Required work | Scan the entries below for the string "query" and copy every line where it turns up.

Referring expression pointing data:
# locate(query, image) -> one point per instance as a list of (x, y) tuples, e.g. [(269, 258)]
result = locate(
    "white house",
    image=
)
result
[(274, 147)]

==

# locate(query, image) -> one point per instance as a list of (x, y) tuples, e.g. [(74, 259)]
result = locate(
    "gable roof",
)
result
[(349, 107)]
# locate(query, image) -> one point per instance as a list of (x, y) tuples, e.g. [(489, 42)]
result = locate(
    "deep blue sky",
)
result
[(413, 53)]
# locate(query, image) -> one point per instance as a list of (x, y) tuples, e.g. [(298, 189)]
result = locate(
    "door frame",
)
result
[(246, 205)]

The completed task |
# locate(query, image) -> one point per instance as a list of (x, y) tuples, e.g. [(269, 258)]
# locate(query, image) -> one point per instance as a list of (x, y) tuples, e.g. [(74, 259)]
# locate(query, image) -> one point per instance as a list of (x, y) tuples, e.g. [(489, 42)]
# locate(query, image) -> one point per instance as a list of (x, y) tuples, e.g. [(298, 189)]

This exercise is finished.